Dataset excerpts:
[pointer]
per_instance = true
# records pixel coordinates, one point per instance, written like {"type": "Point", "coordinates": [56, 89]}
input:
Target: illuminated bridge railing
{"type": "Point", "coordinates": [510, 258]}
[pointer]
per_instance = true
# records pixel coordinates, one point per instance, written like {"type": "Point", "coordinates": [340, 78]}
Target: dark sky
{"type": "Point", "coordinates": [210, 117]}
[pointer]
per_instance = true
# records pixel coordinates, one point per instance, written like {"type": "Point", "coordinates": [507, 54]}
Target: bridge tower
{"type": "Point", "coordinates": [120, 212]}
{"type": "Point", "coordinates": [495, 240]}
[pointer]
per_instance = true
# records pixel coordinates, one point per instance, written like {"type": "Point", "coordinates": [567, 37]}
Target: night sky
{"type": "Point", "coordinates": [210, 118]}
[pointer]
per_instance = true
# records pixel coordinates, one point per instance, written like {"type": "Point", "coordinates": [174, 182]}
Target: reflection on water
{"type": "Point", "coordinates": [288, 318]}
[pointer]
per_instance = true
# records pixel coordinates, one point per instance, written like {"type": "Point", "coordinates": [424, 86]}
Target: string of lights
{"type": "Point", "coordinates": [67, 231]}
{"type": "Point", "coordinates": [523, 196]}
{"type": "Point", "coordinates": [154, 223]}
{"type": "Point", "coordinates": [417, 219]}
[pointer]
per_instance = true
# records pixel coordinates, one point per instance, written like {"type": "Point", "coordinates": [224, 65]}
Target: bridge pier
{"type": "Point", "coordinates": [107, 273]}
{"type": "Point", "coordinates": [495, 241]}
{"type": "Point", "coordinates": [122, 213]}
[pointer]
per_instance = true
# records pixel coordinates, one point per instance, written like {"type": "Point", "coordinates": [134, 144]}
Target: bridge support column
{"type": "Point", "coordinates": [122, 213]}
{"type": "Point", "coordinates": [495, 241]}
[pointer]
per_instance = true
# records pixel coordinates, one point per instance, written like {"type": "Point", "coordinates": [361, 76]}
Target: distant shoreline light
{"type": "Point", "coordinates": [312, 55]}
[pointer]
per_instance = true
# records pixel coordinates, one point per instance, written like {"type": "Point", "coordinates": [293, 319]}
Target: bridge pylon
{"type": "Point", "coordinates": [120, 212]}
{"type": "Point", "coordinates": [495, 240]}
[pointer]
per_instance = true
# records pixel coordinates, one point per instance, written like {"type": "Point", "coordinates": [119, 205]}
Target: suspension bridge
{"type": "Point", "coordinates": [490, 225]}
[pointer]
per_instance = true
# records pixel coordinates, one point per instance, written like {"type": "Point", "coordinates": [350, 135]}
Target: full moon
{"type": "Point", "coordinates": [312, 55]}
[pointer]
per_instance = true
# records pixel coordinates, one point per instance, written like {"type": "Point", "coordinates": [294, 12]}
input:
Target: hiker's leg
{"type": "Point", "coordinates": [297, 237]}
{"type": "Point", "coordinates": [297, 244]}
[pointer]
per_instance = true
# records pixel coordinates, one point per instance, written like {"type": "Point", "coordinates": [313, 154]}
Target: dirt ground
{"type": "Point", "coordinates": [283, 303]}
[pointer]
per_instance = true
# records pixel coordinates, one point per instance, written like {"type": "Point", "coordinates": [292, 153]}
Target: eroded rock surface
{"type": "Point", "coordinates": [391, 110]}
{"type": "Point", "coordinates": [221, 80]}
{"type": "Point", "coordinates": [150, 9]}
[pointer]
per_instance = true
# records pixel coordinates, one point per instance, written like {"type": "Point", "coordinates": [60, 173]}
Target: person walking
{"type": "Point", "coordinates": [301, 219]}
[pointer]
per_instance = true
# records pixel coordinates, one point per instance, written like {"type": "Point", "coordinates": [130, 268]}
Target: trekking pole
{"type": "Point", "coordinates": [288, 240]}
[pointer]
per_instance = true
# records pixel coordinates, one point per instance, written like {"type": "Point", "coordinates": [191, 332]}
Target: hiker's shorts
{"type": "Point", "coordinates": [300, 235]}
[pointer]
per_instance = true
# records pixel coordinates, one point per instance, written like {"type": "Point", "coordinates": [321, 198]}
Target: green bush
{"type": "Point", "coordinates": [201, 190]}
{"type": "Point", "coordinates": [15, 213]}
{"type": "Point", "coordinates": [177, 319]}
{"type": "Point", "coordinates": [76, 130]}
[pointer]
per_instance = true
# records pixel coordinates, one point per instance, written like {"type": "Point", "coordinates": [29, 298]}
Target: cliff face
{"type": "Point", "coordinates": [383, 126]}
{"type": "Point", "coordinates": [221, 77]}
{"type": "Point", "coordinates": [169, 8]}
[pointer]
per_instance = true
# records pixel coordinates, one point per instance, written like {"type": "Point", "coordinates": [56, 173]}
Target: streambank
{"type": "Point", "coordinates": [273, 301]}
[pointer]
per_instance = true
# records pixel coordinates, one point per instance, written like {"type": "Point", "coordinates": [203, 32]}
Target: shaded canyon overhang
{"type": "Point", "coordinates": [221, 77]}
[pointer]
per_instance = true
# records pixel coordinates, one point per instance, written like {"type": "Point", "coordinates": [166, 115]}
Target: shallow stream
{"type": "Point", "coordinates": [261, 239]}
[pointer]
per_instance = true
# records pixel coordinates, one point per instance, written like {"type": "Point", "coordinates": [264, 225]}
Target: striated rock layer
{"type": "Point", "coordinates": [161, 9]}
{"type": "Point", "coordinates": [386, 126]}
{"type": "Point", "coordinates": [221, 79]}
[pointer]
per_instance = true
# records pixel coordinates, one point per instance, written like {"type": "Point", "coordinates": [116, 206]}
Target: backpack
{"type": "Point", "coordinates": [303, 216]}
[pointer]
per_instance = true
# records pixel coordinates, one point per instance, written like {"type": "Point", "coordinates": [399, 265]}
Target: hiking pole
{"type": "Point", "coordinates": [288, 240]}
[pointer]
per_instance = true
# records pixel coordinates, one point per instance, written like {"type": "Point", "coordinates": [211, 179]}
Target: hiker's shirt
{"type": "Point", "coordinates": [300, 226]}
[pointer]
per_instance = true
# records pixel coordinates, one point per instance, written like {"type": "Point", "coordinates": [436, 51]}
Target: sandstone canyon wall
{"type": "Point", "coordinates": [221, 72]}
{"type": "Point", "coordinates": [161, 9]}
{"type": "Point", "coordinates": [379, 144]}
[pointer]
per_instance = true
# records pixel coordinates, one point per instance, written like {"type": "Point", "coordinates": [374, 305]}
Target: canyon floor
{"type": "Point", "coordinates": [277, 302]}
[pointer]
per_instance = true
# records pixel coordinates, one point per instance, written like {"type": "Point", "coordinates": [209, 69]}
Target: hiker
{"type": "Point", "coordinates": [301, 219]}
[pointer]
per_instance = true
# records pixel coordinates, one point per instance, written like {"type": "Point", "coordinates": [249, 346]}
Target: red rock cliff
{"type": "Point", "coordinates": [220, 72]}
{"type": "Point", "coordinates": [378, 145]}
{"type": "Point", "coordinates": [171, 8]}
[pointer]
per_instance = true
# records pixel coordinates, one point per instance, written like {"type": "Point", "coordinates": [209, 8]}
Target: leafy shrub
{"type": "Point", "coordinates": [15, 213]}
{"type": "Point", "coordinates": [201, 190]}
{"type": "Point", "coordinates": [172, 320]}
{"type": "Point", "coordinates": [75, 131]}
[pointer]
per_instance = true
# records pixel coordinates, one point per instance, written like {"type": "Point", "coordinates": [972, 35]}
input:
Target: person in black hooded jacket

Stated problem:
From the records above, extract every entry exactly as given.

The output:
[pointer]
per_instance = true
# records pixel coordinates, one point per instance, written like {"type": "Point", "coordinates": [56, 89]}
input:
Target: illuminated bridge railing
{"type": "Point", "coordinates": [510, 258]}
[pointer]
per_instance = true
# records pixel coordinates, one point per instance, written like {"type": "Point", "coordinates": [340, 78]}
Target: dark sky
{"type": "Point", "coordinates": [210, 117]}
[pointer]
per_instance = true
# records pixel coordinates, one point per instance, written like {"type": "Point", "coordinates": [507, 54]}
Target: bridge tower
{"type": "Point", "coordinates": [120, 212]}
{"type": "Point", "coordinates": [495, 240]}
[pointer]
per_instance = true
# records pixel coordinates, one point per instance, written like {"type": "Point", "coordinates": [567, 37]}
Target: night sky
{"type": "Point", "coordinates": [210, 118]}
[pointer]
per_instance = true
# records pixel coordinates, one point per instance, written like {"type": "Point", "coordinates": [174, 182]}
Target: reflection on water
{"type": "Point", "coordinates": [288, 318]}
[pointer]
per_instance = true
# records pixel coordinates, one point per instance, written like {"type": "Point", "coordinates": [424, 86]}
Target: string of lights
{"type": "Point", "coordinates": [67, 231]}
{"type": "Point", "coordinates": [523, 196]}
{"type": "Point", "coordinates": [154, 223]}
{"type": "Point", "coordinates": [417, 219]}
[pointer]
per_instance = true
# records pixel coordinates, one point per instance, written like {"type": "Point", "coordinates": [224, 65]}
Target: bridge pier
{"type": "Point", "coordinates": [107, 273]}
{"type": "Point", "coordinates": [495, 241]}
{"type": "Point", "coordinates": [122, 213]}
[pointer]
per_instance = true
# records pixel coordinates, one point per instance, written like {"type": "Point", "coordinates": [134, 144]}
Target: bridge support column
{"type": "Point", "coordinates": [122, 213]}
{"type": "Point", "coordinates": [495, 241]}
[pointer]
per_instance = true
# records pixel coordinates, one point per instance, written like {"type": "Point", "coordinates": [361, 76]}
Target: distant shoreline light
{"type": "Point", "coordinates": [312, 55]}
[pointer]
per_instance = true
# records pixel coordinates, one point per instance, written like {"type": "Point", "coordinates": [293, 319]}
Target: bridge pylon
{"type": "Point", "coordinates": [120, 212]}
{"type": "Point", "coordinates": [495, 240]}
[pointer]
per_instance = true
# records pixel coordinates, one point per instance, written like {"type": "Point", "coordinates": [119, 205]}
Target: suspension bridge
{"type": "Point", "coordinates": [490, 225]}
[pointer]
per_instance = true
# records pixel coordinates, one point per instance, written like {"type": "Point", "coordinates": [350, 135]}
Target: full moon
{"type": "Point", "coordinates": [312, 55]}
[pointer]
per_instance = true
# records pixel coordinates, one point per instance, written like {"type": "Point", "coordinates": [294, 12]}
input:
Target: hiker's leg
{"type": "Point", "coordinates": [297, 237]}
{"type": "Point", "coordinates": [297, 244]}
[pointer]
per_instance = true
# records pixel coordinates, one point per instance, written like {"type": "Point", "coordinates": [313, 154]}
Target: dirt ground
{"type": "Point", "coordinates": [283, 303]}
[pointer]
per_instance = true
# records pixel coordinates, one point per instance, written like {"type": "Point", "coordinates": [292, 153]}
Target: eroded rock surface
{"type": "Point", "coordinates": [391, 110]}
{"type": "Point", "coordinates": [221, 80]}
{"type": "Point", "coordinates": [150, 9]}
[pointer]
per_instance = true
# records pixel coordinates, one point per instance, written like {"type": "Point", "coordinates": [60, 173]}
Target: person walking
{"type": "Point", "coordinates": [301, 219]}
[pointer]
per_instance = true
# records pixel coordinates, one point per instance, written like {"type": "Point", "coordinates": [130, 268]}
Target: trekking pole
{"type": "Point", "coordinates": [288, 240]}
[pointer]
per_instance = true
# records pixel coordinates, one point per instance, written like {"type": "Point", "coordinates": [191, 332]}
Target: hiker's shorts
{"type": "Point", "coordinates": [300, 235]}
[pointer]
per_instance = true
# records pixel coordinates, one point per instance, written like {"type": "Point", "coordinates": [321, 198]}
Target: green bush
{"type": "Point", "coordinates": [201, 190]}
{"type": "Point", "coordinates": [15, 213]}
{"type": "Point", "coordinates": [177, 319]}
{"type": "Point", "coordinates": [76, 130]}
[pointer]
per_instance = true
# records pixel coordinates, one point per instance, written like {"type": "Point", "coordinates": [29, 298]}
Target: cliff face
{"type": "Point", "coordinates": [383, 126]}
{"type": "Point", "coordinates": [221, 77]}
{"type": "Point", "coordinates": [169, 8]}
[pointer]
per_instance = true
# records pixel coordinates, one point per instance, written like {"type": "Point", "coordinates": [56, 173]}
Target: streambank
{"type": "Point", "coordinates": [273, 301]}
[pointer]
per_instance = true
# records pixel coordinates, one point per instance, written like {"type": "Point", "coordinates": [203, 32]}
Target: shaded canyon overhang
{"type": "Point", "coordinates": [221, 77]}
[pointer]
per_instance = true
# records pixel coordinates, one point per instance, written like {"type": "Point", "coordinates": [166, 115]}
Target: shallow stream
{"type": "Point", "coordinates": [261, 239]}
[pointer]
per_instance = true
# records pixel coordinates, one point per instance, written like {"type": "Point", "coordinates": [264, 225]}
Target: striated rock layer
{"type": "Point", "coordinates": [161, 9]}
{"type": "Point", "coordinates": [386, 126]}
{"type": "Point", "coordinates": [221, 79]}
[pointer]
per_instance = true
# records pixel coordinates, one point per instance, written like {"type": "Point", "coordinates": [116, 206]}
Target: backpack
{"type": "Point", "coordinates": [303, 216]}
[pointer]
per_instance = true
# records pixel coordinates, one point per instance, written like {"type": "Point", "coordinates": [399, 265]}
Target: hiking pole
{"type": "Point", "coordinates": [288, 240]}
[pointer]
per_instance = true
# records pixel coordinates, one point per instance, written like {"type": "Point", "coordinates": [211, 179]}
Target: hiker's shirt
{"type": "Point", "coordinates": [300, 226]}
[pointer]
per_instance = true
# records pixel coordinates, one point per instance, written like {"type": "Point", "coordinates": [436, 51]}
Target: sandstone canyon wall
{"type": "Point", "coordinates": [221, 72]}
{"type": "Point", "coordinates": [161, 9]}
{"type": "Point", "coordinates": [379, 144]}
[pointer]
per_instance = true
# records pixel coordinates, one point per instance, written like {"type": "Point", "coordinates": [374, 305]}
Target: canyon floor
{"type": "Point", "coordinates": [277, 302]}
[pointer]
per_instance = true
# records pixel coordinates, one point per instance, written like {"type": "Point", "coordinates": [209, 69]}
Target: hiker
{"type": "Point", "coordinates": [301, 219]}
[pointer]
per_instance = true
# records pixel coordinates, one point per instance, written like {"type": "Point", "coordinates": [249, 346]}
Target: red rock cliff
{"type": "Point", "coordinates": [220, 72]}
{"type": "Point", "coordinates": [378, 145]}
{"type": "Point", "coordinates": [171, 8]}
[pointer]
per_instance = true
# records pixel coordinates, one point per instance, written like {"type": "Point", "coordinates": [209, 8]}
Target: leafy shrub
{"type": "Point", "coordinates": [15, 213]}
{"type": "Point", "coordinates": [201, 190]}
{"type": "Point", "coordinates": [172, 320]}
{"type": "Point", "coordinates": [75, 131]}
[pointer]
per_instance = true
# records pixel coordinates, one point per instance, written like {"type": "Point", "coordinates": [972, 35]}
input:
Target: person in black hooded jacket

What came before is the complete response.